### Problem requirements:
Could you copy out, word for word, the stretch of the records below from the line containing "water, your assistance would be valued." through the line containing "M213 245L197 245L199", including both of those lines?

Saved entries:
========================================================================

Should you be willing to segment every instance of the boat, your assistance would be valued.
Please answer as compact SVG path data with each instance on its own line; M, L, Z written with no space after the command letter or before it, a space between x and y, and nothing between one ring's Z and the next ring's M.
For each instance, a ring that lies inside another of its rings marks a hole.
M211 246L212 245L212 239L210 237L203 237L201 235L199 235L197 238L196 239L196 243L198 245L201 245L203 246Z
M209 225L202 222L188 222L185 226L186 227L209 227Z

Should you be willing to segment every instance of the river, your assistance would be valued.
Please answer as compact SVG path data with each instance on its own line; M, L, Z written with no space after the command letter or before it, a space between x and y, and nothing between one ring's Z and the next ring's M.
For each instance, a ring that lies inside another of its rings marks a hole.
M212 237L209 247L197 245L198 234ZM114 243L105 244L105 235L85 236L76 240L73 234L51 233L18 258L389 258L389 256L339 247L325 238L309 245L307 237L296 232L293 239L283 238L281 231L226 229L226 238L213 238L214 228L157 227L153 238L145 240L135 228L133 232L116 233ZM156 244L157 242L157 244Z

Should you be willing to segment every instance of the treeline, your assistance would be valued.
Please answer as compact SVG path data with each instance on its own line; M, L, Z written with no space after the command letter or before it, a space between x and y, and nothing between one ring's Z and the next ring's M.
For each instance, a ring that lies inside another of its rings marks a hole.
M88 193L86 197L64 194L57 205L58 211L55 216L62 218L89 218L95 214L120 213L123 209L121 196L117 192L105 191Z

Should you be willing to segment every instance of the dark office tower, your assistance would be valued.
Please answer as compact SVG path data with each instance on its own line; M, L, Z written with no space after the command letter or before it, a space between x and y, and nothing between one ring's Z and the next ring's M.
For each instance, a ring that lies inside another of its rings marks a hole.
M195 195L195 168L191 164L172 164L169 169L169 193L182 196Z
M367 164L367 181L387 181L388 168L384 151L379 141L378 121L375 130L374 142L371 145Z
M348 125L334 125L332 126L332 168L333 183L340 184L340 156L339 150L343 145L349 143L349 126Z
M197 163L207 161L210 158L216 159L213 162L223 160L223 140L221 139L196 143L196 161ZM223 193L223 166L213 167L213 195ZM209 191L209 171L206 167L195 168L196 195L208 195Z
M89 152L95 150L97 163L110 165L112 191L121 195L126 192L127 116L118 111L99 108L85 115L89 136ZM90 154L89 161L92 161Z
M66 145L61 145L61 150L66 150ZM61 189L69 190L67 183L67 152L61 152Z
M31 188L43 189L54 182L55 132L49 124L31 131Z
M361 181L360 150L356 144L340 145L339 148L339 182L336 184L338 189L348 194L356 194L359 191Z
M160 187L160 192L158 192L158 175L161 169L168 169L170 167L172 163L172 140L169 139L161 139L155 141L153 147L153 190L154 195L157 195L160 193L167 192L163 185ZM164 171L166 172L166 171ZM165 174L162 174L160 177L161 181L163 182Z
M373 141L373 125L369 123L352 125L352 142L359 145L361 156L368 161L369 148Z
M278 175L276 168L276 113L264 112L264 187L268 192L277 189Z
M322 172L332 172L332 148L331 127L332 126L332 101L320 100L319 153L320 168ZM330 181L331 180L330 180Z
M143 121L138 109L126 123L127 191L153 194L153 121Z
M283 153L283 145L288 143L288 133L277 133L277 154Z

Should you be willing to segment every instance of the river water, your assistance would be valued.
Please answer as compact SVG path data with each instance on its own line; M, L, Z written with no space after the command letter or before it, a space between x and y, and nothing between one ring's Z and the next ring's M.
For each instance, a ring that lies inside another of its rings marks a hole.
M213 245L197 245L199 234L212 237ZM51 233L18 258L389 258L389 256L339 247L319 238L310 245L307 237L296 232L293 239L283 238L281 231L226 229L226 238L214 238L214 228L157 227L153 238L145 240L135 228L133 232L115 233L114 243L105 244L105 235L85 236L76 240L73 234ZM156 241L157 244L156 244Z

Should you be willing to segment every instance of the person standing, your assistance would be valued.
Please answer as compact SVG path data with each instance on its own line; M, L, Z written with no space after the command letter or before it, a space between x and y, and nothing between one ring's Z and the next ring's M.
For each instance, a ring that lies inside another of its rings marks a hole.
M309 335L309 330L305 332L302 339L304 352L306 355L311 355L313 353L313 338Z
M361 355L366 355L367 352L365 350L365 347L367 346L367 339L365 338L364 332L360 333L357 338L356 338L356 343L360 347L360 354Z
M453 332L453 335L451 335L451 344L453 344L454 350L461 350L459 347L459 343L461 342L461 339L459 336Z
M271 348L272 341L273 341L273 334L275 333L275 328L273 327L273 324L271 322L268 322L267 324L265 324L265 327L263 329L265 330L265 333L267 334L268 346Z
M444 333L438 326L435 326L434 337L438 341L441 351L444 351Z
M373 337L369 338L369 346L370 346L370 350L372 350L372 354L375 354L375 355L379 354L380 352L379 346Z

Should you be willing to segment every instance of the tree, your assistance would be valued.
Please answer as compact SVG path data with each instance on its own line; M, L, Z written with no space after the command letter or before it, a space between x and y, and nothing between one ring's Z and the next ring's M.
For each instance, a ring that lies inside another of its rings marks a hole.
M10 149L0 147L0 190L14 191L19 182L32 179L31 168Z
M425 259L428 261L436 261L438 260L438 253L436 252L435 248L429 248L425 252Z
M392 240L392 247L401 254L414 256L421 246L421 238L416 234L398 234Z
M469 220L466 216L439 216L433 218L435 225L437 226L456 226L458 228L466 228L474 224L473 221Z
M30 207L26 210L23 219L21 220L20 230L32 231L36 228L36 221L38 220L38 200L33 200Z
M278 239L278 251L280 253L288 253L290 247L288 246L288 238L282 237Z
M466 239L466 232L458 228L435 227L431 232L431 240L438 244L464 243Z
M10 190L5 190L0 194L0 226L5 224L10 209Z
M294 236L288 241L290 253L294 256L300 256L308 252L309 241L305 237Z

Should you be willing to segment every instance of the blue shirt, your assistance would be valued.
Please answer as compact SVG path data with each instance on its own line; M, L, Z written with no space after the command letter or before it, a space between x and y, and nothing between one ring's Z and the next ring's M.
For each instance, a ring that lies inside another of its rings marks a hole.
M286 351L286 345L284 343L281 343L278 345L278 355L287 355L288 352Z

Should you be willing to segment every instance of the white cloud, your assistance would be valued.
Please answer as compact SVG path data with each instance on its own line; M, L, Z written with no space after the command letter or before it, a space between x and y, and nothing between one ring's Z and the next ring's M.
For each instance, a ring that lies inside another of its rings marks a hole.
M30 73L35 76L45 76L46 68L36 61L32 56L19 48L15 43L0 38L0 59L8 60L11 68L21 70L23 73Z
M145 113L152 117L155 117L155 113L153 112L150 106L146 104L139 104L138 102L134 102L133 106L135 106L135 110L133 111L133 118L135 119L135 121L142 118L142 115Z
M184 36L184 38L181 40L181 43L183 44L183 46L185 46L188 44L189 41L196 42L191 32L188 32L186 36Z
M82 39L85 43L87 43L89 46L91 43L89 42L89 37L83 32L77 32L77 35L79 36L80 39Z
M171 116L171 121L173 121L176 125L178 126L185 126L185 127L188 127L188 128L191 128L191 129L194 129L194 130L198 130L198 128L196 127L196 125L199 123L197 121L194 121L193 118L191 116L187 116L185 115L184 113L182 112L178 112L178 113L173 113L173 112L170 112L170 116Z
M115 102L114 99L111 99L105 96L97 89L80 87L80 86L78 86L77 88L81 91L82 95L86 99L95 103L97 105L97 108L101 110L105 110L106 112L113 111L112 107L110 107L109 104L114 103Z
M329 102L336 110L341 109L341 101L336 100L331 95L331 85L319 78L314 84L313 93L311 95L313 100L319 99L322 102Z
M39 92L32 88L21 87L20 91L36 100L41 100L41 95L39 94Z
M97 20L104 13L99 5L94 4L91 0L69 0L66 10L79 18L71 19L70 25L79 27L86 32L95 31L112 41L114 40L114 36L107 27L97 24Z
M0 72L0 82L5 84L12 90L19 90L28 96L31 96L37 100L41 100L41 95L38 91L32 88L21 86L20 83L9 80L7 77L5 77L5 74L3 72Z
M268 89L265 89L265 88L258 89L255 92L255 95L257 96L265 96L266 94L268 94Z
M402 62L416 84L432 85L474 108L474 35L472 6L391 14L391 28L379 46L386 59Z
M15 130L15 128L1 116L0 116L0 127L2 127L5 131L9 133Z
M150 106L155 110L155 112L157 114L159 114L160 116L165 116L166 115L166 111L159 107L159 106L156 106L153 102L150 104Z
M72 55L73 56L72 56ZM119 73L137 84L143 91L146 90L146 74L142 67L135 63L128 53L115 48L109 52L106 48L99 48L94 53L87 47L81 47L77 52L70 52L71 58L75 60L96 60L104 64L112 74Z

========================================================================

### Right answer:
Should you be willing to segment every instance of the river water, your assistance would be valued.
Please answer as compact SVG path data with each instance on its own line; M, L, Z written with no space after the command letter or before it, a space between x and y, and nothing between one ring's Z and the next ring's M.
For each instance, a ring that lies inside another of its rings marks a hole.
M213 245L197 245L199 234L212 237ZM51 233L18 258L389 258L389 256L339 247L319 238L310 245L307 237L296 232L293 239L283 238L281 231L226 229L226 238L214 238L214 228L157 227L153 238L145 240L135 228L133 232L115 233L114 243L105 244L105 235L85 236L76 240L73 234ZM156 241L157 244L156 244Z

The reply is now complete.